____ SOURCE EXTRACT

The nice thing about being a frog is that you don’t have to chew your food—just gulp, and down the hatch. The problematic thing about being a frog is that you don’t have to chew your food, which means that if you’ve happened to nab the aquatic beetle Regimbartia attenuata, your food might come out the other end in an undesirable fashion: alive and literally kicking.
Writing today in the journal Current Biology, Kobe University ecologist Shinji Sugiura describes how the beetle, locked behind the frog’s jaws, turns around and scrambles through its digestive tract. In carefully designed lab experiments, Sugiura found that 93 percent of the beetles he fed to the frog Pelophylax nigromaculatus escaped the predator’s “vent”—aka anus—within four hours, “frequently entangled in fecal pellets,” he writes. The quickest run from mouth to anus was just six minutes. The beetles then went about their day as if they hadn’t just spelunked through a digestive system, and even swam effectively.
Apparently understanding their unique predicament, the R. attenuata beetles seem to have clambered through the intestines of the frogs. Sugiura showed as much by immobilizing some of the beetles’ legs with wax—this time, none of them emerged from the anus alive, but as feces, over 24 hours later. This all came as some surprise to Sugiura himself. Given that the predator and prey share habitat in Japan’s rice paddy fields, he hypothesized that the beetle could have evolved some sort of anti-frog defense. “However, I did not predict that R. attenuata can escape from the frog vent,” Sugiura writes in an email to WIRED. “I simply provided the beetle to the frogs, expecting that the frogs spat them out in response to the beetles’ behavior or something.”

________
____ SOURCE MATERIAL

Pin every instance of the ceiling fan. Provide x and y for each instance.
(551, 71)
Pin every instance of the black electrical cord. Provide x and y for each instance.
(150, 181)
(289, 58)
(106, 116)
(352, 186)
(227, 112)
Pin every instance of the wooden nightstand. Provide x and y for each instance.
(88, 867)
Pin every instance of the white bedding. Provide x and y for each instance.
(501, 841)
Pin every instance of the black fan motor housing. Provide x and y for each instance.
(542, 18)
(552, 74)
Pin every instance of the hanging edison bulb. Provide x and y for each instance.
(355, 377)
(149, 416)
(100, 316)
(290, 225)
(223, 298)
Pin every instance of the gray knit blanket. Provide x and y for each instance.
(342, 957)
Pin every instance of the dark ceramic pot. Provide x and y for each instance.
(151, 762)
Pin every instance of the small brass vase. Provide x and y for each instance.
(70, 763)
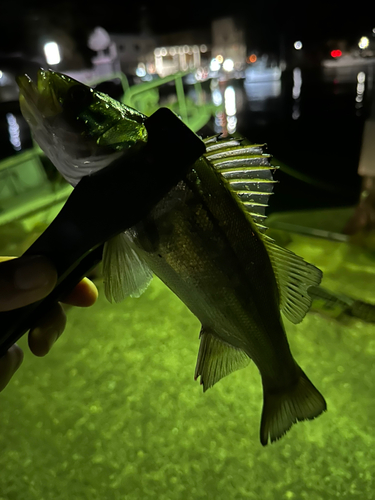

________

**ASSIGNMENT:** Please explain, using the beetle article, why Sugiura thought the beetle might have evolved some kind of defense against the frog. The lines after the text come from a separate source.

**ANSWER FOR THIS EXERCISE:** The frog and the beetle share habitat in Japan's rice paddy fields. That led Sugiura to hypothesize that the beetle could have evolved an anti-frog defense.